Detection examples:
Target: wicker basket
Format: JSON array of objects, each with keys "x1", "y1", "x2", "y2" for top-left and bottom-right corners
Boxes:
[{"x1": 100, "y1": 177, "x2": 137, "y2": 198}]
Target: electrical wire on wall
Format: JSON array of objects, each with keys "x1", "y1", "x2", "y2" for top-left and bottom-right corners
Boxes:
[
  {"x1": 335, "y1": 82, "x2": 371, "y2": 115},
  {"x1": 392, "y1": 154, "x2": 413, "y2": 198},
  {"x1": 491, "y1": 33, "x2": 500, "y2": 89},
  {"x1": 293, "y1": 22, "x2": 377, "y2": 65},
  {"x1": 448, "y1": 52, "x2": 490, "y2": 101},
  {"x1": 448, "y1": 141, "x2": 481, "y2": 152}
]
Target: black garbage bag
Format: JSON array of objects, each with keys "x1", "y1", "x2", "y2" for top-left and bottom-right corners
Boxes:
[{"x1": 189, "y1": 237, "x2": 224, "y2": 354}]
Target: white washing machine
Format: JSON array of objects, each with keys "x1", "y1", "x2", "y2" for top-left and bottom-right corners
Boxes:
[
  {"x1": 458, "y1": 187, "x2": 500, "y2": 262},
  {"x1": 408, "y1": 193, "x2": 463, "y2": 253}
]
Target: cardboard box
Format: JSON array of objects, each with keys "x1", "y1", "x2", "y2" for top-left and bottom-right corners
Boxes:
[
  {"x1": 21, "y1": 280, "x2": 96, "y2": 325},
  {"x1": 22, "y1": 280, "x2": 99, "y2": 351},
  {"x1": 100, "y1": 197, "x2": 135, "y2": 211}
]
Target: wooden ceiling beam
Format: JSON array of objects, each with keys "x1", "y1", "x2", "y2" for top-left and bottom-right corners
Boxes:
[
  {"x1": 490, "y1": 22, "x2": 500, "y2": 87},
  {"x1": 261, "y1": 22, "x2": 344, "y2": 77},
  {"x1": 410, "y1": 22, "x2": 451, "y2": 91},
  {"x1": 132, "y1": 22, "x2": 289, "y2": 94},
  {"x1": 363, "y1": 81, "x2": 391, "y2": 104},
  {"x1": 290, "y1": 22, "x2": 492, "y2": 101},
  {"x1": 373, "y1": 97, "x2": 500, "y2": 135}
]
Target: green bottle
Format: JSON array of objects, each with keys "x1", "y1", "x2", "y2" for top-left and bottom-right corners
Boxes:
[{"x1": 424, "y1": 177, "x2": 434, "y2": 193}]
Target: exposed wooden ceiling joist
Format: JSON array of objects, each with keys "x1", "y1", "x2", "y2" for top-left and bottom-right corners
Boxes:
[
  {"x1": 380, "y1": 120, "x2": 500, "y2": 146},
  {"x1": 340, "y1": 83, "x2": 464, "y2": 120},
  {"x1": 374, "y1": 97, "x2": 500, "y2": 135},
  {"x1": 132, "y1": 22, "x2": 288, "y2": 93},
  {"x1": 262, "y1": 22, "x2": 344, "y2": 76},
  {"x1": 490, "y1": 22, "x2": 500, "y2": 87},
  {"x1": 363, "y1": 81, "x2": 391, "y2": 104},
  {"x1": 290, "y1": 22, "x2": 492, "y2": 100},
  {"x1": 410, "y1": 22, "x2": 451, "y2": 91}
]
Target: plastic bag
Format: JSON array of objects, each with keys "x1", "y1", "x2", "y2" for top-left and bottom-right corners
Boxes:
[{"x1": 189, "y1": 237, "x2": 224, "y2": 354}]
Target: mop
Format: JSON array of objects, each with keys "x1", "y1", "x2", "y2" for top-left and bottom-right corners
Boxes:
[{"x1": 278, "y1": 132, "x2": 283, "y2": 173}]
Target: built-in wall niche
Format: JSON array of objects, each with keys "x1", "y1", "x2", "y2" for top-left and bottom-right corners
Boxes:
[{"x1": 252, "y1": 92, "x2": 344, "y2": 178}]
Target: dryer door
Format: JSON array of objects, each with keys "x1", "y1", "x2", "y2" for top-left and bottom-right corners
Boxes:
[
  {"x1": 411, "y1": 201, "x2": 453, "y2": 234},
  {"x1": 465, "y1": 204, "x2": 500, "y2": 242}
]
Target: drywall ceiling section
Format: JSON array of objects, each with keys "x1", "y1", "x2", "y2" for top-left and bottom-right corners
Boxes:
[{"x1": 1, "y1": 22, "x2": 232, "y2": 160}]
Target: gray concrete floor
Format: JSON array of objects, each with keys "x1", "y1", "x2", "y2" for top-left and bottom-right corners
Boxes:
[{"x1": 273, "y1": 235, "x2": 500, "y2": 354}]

*Written instruction*: Lay out every one of the lines above as a JSON list of strings, one string per line, leaving out blank lines.

*Answer in full*:
[
  "Target: wicker basket",
  "Format: JSON array of objects, each with keys \"x1\", \"y1\", \"x2\", \"y2\" for top-left and bottom-right corners",
  "Boxes:",
  "[{\"x1\": 100, \"y1\": 177, \"x2\": 137, \"y2\": 198}]",
  "Target: electrical wire on wall",
  "Format: JSON array of objects, each with keys \"x1\", \"y1\", \"x2\", \"y2\" for top-left and bottom-right corners",
  "Boxes:",
  "[",
  "  {\"x1\": 335, \"y1\": 82, \"x2\": 371, \"y2\": 115},",
  "  {\"x1\": 392, \"y1\": 154, \"x2\": 413, \"y2\": 198},",
  "  {\"x1\": 491, \"y1\": 33, \"x2\": 500, \"y2\": 89},",
  "  {\"x1\": 293, \"y1\": 22, \"x2\": 377, \"y2\": 65},",
  "  {\"x1\": 448, \"y1\": 52, \"x2\": 490, \"y2\": 101},",
  "  {\"x1\": 448, \"y1\": 141, \"x2\": 481, \"y2\": 152}",
  "]",
  "Target: black garbage bag",
  "Format: JSON array of objects, each with keys \"x1\", \"y1\", \"x2\", \"y2\" for top-left and bottom-right corners",
  "Boxes:",
  "[{\"x1\": 189, \"y1\": 237, \"x2\": 224, \"y2\": 354}]",
  "Target: white washing machine",
  "Format: JSON array of objects, each with keys \"x1\", \"y1\", \"x2\", \"y2\" for top-left and bottom-right corners",
  "Boxes:",
  "[",
  "  {\"x1\": 458, \"y1\": 187, \"x2\": 500, \"y2\": 262},",
  "  {\"x1\": 408, \"y1\": 193, \"x2\": 463, \"y2\": 253}",
  "]",
  "Target: cardboard box",
  "Format: JSON array of objects, each with keys \"x1\", \"y1\", \"x2\", \"y2\" for top-left and bottom-right corners",
  "Boxes:",
  "[",
  "  {\"x1\": 21, \"y1\": 280, \"x2\": 96, \"y2\": 325},",
  "  {\"x1\": 22, \"y1\": 280, \"x2\": 99, \"y2\": 351},",
  "  {\"x1\": 100, \"y1\": 197, \"x2\": 135, \"y2\": 211}",
  "]",
  "Target: wooden ceiling beam",
  "Format: JSON array of objects, each with keys \"x1\", \"y1\", \"x2\", \"y2\" for top-left and bottom-right corners",
  "Boxes:",
  "[",
  "  {\"x1\": 490, \"y1\": 22, \"x2\": 500, \"y2\": 87},",
  "  {\"x1\": 261, \"y1\": 22, \"x2\": 344, \"y2\": 77},",
  "  {\"x1\": 410, \"y1\": 22, \"x2\": 451, \"y2\": 91},",
  "  {\"x1\": 132, \"y1\": 22, \"x2\": 289, \"y2\": 94},",
  "  {\"x1\": 363, \"y1\": 81, \"x2\": 391, \"y2\": 104},",
  "  {\"x1\": 290, \"y1\": 22, \"x2\": 492, \"y2\": 101},",
  "  {\"x1\": 373, \"y1\": 97, \"x2\": 500, \"y2\": 135}",
  "]",
  "Target: green bottle",
  "Format: JSON array of objects, each with keys \"x1\", \"y1\", \"x2\", \"y2\" for top-left and bottom-right corners",
  "Boxes:",
  "[{\"x1\": 424, \"y1\": 177, \"x2\": 434, \"y2\": 193}]",
  "Target: exposed wooden ceiling joist",
  "Format: JSON array of objects, each with keys \"x1\", \"y1\", \"x2\", \"y2\" for top-left and bottom-right corners",
  "Boxes:",
  "[",
  "  {\"x1\": 380, \"y1\": 120, \"x2\": 500, \"y2\": 146},",
  "  {\"x1\": 340, \"y1\": 83, \"x2\": 464, \"y2\": 120},",
  "  {\"x1\": 374, \"y1\": 97, \"x2\": 500, \"y2\": 135},",
  "  {\"x1\": 132, \"y1\": 22, \"x2\": 288, \"y2\": 93},",
  "  {\"x1\": 262, \"y1\": 22, \"x2\": 344, \"y2\": 76},",
  "  {\"x1\": 490, \"y1\": 22, \"x2\": 500, \"y2\": 87},",
  "  {\"x1\": 363, \"y1\": 81, \"x2\": 391, \"y2\": 104},",
  "  {\"x1\": 290, \"y1\": 22, \"x2\": 492, \"y2\": 100},",
  "  {\"x1\": 410, \"y1\": 22, \"x2\": 451, \"y2\": 91}",
  "]",
  "Target: plastic bag",
  "Format: JSON array of objects, each with keys \"x1\", \"y1\", \"x2\", \"y2\" for top-left and bottom-right corners",
  "Boxes:",
  "[{\"x1\": 189, \"y1\": 237, \"x2\": 224, \"y2\": 354}]",
  "Target: mop",
  "Format: JSON array of objects, each with keys \"x1\", \"y1\", \"x2\", \"y2\" for top-left and bottom-right corners",
  "Boxes:",
  "[{\"x1\": 278, \"y1\": 132, \"x2\": 283, \"y2\": 173}]",
  "Target: built-in wall niche",
  "Format: JSON array of objects, each with keys \"x1\", \"y1\", \"x2\", \"y2\" for top-left and bottom-right corners",
  "Boxes:",
  "[{\"x1\": 252, \"y1\": 92, \"x2\": 344, \"y2\": 178}]",
  "Target: dryer door",
  "Format: JSON array of objects, each with keys \"x1\", \"y1\", \"x2\", \"y2\" for top-left and bottom-right corners",
  "Boxes:",
  "[",
  "  {\"x1\": 411, \"y1\": 201, \"x2\": 453, \"y2\": 234},",
  "  {\"x1\": 465, \"y1\": 204, \"x2\": 500, \"y2\": 242}",
  "]",
  "Target: drywall ceiling section",
  "Format: JSON array of objects, each with keys \"x1\", \"y1\", \"x2\", \"y2\" for top-left and bottom-right corners",
  "Boxes:",
  "[{\"x1\": 1, \"y1\": 22, \"x2\": 232, \"y2\": 160}]",
  "Target: gray concrete floor",
  "Format: JSON array of objects, each with keys \"x1\", \"y1\", \"x2\", \"y2\" for top-left and bottom-right corners",
  "Boxes:",
  "[{\"x1\": 273, \"y1\": 235, \"x2\": 500, \"y2\": 354}]"
]